Records from a collection
* Begin *
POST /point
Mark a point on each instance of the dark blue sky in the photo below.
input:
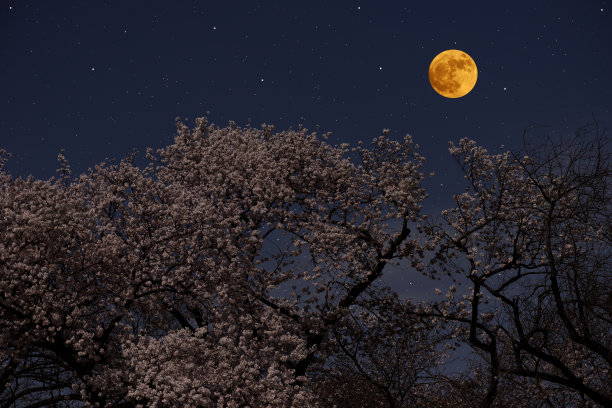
(99, 78)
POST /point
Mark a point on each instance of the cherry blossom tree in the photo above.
(217, 275)
(532, 236)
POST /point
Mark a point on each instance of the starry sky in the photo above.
(99, 78)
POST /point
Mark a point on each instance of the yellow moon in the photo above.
(453, 73)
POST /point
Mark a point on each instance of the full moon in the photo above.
(453, 73)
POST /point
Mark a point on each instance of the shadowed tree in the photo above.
(532, 235)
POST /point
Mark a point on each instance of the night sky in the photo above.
(101, 78)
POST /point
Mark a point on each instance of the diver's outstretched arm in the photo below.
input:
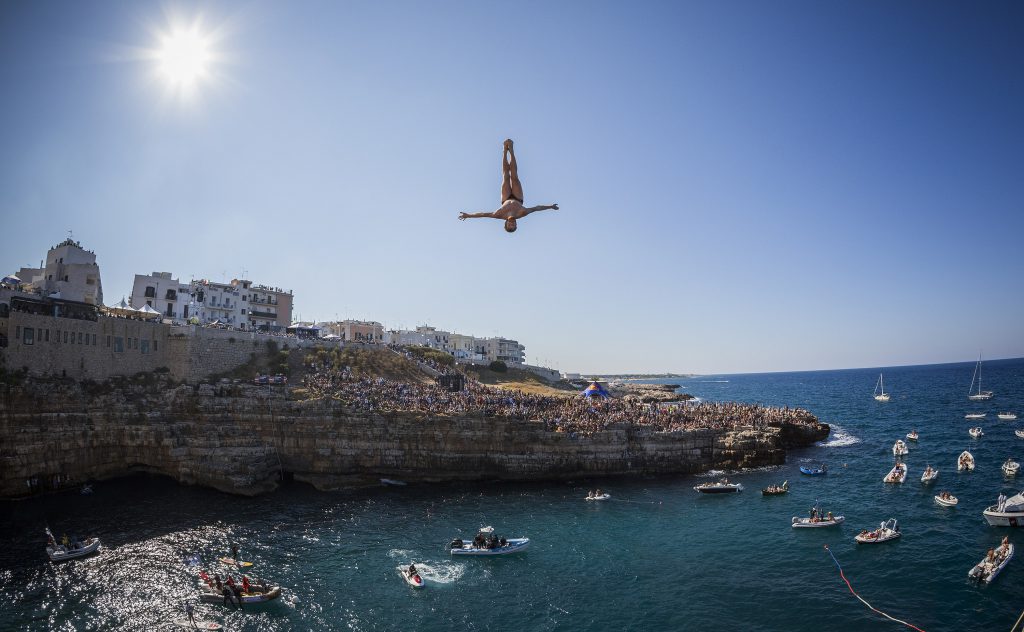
(543, 207)
(474, 215)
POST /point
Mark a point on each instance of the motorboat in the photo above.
(776, 490)
(979, 395)
(485, 543)
(889, 530)
(896, 474)
(946, 499)
(60, 552)
(988, 569)
(816, 520)
(257, 593)
(965, 462)
(414, 579)
(929, 474)
(722, 487)
(1006, 511)
(880, 390)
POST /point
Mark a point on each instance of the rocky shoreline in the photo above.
(245, 439)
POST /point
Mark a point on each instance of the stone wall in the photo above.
(82, 349)
(244, 439)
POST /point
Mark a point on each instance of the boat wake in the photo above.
(839, 438)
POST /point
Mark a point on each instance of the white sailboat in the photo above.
(880, 386)
(981, 395)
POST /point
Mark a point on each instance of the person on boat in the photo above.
(512, 199)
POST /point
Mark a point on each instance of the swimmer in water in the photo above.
(512, 208)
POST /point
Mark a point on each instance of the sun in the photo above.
(183, 57)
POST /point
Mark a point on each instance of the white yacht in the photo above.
(880, 390)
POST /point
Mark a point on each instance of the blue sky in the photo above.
(743, 185)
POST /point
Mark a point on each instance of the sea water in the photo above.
(656, 556)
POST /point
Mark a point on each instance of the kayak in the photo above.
(415, 581)
(199, 625)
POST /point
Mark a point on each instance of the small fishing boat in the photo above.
(988, 569)
(70, 549)
(485, 543)
(889, 530)
(257, 593)
(198, 625)
(413, 579)
(799, 522)
(896, 474)
(965, 462)
(929, 474)
(979, 395)
(1006, 511)
(722, 487)
(946, 499)
(776, 490)
(881, 395)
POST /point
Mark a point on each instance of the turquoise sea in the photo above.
(657, 556)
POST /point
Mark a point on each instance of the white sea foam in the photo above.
(839, 438)
(443, 573)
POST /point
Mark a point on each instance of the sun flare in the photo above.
(184, 57)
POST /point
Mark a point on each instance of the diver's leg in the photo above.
(514, 175)
(506, 173)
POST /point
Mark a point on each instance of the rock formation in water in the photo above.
(244, 439)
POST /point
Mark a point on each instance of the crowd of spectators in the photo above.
(560, 414)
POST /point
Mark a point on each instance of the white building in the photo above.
(165, 294)
(71, 274)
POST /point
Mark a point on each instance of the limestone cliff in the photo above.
(244, 439)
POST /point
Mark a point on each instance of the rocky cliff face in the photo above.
(244, 439)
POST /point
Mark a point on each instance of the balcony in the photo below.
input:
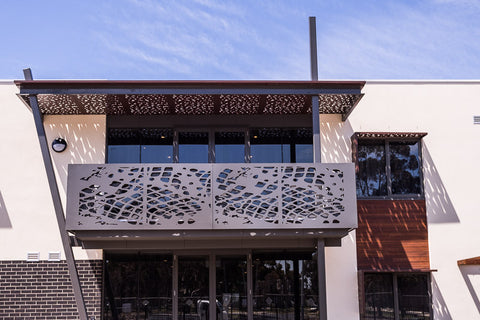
(211, 196)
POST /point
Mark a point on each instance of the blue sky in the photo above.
(250, 39)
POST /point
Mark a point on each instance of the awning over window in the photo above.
(192, 97)
(470, 261)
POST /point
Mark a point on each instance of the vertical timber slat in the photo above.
(57, 203)
(322, 283)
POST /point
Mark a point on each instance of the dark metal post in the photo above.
(322, 283)
(317, 151)
(57, 203)
(313, 49)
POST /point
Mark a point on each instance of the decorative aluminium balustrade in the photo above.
(210, 196)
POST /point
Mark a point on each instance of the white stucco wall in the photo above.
(451, 153)
(27, 219)
(27, 223)
(85, 136)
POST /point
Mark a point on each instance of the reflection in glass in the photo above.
(229, 147)
(123, 154)
(193, 147)
(405, 167)
(285, 288)
(277, 145)
(304, 153)
(140, 146)
(231, 277)
(138, 287)
(379, 297)
(413, 296)
(372, 175)
(157, 146)
(193, 288)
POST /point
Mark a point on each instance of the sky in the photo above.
(239, 40)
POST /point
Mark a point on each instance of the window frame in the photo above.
(395, 291)
(385, 139)
(211, 139)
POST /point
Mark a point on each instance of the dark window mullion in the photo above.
(175, 146)
(395, 297)
(247, 146)
(388, 168)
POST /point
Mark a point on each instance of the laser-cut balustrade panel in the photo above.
(284, 196)
(210, 196)
(135, 196)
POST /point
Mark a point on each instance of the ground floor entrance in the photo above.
(247, 285)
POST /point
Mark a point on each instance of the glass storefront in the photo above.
(141, 286)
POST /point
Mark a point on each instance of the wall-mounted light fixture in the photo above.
(59, 145)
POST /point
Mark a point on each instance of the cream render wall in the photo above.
(85, 136)
(27, 219)
(451, 153)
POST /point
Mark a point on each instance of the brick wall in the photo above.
(392, 235)
(42, 290)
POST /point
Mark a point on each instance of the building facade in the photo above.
(239, 200)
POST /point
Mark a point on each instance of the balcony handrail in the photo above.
(211, 196)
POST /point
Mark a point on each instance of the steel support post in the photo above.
(212, 270)
(317, 151)
(317, 147)
(57, 203)
(313, 49)
(175, 287)
(249, 286)
(322, 283)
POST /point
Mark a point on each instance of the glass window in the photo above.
(275, 145)
(395, 296)
(137, 286)
(140, 146)
(157, 146)
(379, 297)
(388, 168)
(413, 299)
(372, 173)
(229, 147)
(193, 147)
(405, 167)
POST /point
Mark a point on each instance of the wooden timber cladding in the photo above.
(392, 235)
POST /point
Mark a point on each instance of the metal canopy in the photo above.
(192, 97)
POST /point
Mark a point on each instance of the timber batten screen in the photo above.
(192, 97)
(211, 196)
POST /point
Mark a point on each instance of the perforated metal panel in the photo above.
(210, 196)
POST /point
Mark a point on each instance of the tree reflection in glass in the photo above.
(404, 166)
(371, 176)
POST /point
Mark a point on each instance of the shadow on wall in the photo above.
(392, 235)
(471, 276)
(439, 206)
(4, 218)
(85, 139)
(440, 309)
(335, 134)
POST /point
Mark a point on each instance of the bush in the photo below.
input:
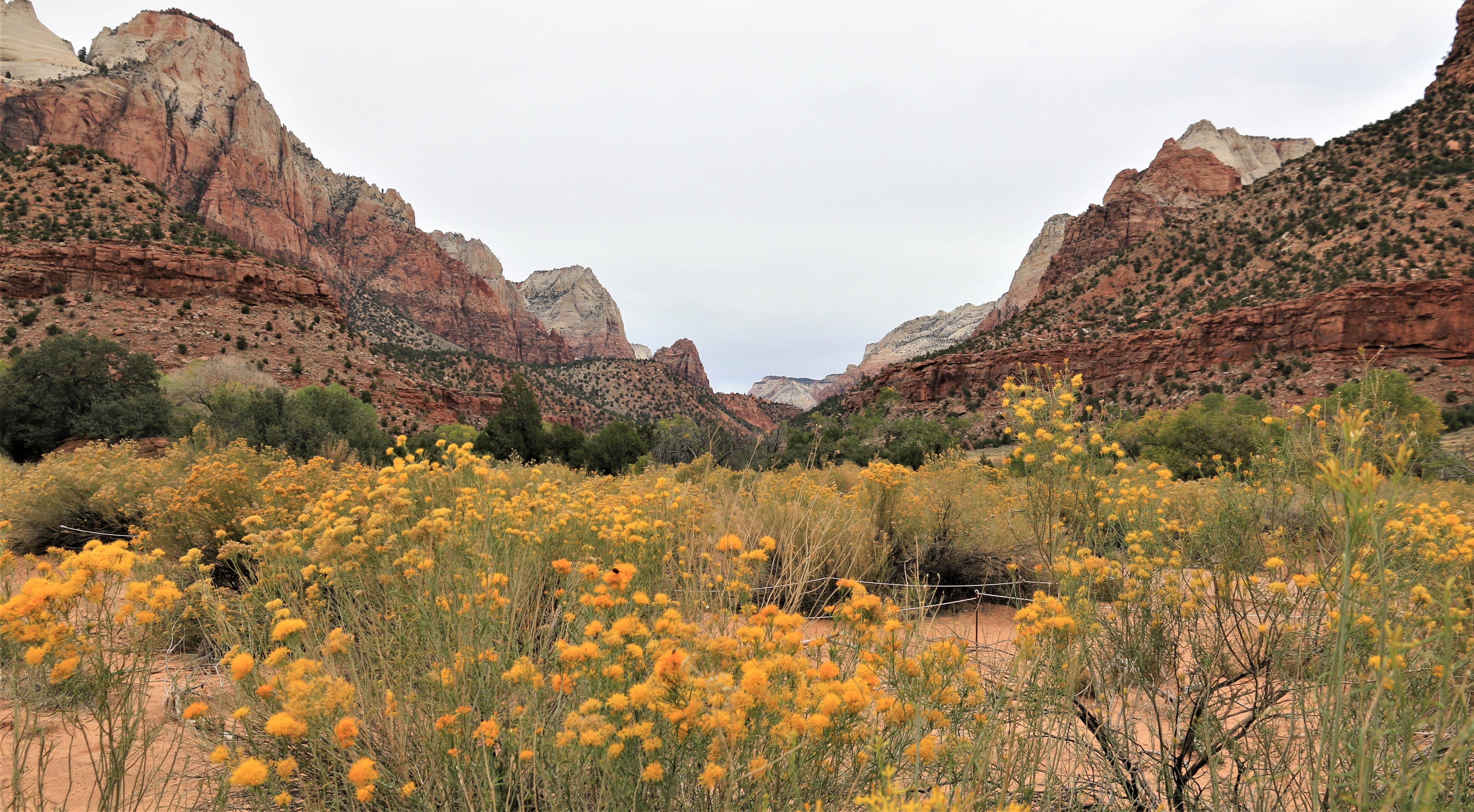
(79, 385)
(615, 449)
(1186, 441)
(517, 429)
(304, 423)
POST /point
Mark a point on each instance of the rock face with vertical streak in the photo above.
(180, 107)
(1252, 157)
(580, 309)
(1137, 204)
(683, 359)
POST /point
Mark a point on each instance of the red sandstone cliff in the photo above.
(180, 107)
(29, 270)
(1136, 204)
(683, 359)
(1428, 318)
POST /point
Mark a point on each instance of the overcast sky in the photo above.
(785, 182)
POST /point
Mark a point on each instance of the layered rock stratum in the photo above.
(1354, 254)
(925, 334)
(179, 104)
(802, 393)
(30, 51)
(1202, 166)
(581, 310)
(1252, 157)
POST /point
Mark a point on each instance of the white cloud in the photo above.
(786, 182)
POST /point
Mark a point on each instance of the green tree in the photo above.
(1187, 440)
(77, 384)
(567, 446)
(304, 423)
(517, 429)
(615, 447)
(321, 415)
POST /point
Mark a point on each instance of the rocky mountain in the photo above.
(801, 393)
(1199, 167)
(1252, 157)
(92, 257)
(471, 252)
(171, 95)
(1025, 285)
(926, 334)
(1271, 289)
(580, 309)
(685, 362)
(30, 51)
(89, 245)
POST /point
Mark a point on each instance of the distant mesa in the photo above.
(1202, 166)
(581, 310)
(802, 393)
(1252, 157)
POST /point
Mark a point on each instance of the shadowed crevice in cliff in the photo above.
(180, 107)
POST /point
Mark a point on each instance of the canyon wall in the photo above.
(177, 104)
(29, 272)
(683, 359)
(1426, 318)
(580, 309)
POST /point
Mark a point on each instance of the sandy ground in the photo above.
(58, 755)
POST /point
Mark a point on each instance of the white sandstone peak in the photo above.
(30, 51)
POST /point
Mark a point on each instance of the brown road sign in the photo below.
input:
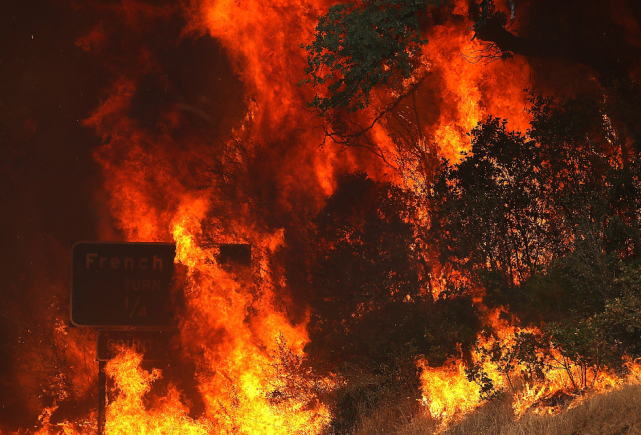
* End *
Task instructions:
Which lines in the listing above contain the word "panel"? Find each one and copy it out in full.

Full output:
Mark a point on each instance of the laser-cut balustrade panel in the photo above.
Mark a point on each instance of the perforated metal panel in the photo above.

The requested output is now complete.